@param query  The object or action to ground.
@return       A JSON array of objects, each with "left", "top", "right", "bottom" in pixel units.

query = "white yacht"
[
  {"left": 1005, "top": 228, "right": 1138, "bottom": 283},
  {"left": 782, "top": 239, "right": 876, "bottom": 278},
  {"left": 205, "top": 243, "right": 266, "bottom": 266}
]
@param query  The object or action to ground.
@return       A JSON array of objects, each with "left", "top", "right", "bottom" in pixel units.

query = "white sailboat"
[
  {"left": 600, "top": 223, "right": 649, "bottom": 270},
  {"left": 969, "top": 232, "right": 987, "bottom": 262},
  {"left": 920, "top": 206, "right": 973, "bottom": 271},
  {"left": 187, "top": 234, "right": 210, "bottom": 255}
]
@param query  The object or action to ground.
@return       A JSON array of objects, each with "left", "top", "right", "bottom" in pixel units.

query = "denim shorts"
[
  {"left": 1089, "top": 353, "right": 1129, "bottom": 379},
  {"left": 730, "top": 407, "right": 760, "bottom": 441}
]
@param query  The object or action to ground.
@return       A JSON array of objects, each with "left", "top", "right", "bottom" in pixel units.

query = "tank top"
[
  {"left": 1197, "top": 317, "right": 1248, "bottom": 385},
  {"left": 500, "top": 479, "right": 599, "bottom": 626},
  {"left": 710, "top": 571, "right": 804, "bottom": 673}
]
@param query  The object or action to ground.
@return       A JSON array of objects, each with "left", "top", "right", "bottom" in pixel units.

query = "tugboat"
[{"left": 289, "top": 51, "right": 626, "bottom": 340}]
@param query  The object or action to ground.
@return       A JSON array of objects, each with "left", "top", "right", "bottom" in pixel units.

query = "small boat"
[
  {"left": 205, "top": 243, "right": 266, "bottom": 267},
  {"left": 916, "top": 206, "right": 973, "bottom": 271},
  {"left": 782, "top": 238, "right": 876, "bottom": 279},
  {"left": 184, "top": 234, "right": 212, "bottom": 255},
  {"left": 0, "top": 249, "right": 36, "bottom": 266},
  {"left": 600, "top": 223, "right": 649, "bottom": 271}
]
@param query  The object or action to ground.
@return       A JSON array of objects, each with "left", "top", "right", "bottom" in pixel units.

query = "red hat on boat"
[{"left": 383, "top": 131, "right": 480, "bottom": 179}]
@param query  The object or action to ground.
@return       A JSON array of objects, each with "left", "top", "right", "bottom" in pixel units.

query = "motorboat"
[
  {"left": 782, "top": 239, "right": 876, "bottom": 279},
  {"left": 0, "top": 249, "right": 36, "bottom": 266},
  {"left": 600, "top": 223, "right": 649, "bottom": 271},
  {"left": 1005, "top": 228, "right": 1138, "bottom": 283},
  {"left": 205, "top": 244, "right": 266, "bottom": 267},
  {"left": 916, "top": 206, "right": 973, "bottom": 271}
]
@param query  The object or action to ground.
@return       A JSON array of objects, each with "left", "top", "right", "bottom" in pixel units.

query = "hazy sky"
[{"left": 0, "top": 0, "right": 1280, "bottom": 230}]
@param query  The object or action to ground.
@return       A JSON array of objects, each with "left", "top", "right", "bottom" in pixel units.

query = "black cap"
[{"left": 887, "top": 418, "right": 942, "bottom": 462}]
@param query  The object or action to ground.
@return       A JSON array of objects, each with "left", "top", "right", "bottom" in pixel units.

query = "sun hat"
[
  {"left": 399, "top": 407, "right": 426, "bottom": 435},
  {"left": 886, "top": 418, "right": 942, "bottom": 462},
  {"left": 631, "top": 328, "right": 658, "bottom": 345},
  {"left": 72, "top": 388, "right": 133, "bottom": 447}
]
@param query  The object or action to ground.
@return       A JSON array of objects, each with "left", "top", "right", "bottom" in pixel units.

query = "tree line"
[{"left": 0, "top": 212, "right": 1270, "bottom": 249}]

========

● Exercise description:
Count the lines in the items above that contain the word "white", with case counting, and give only the number.

● Final result:
2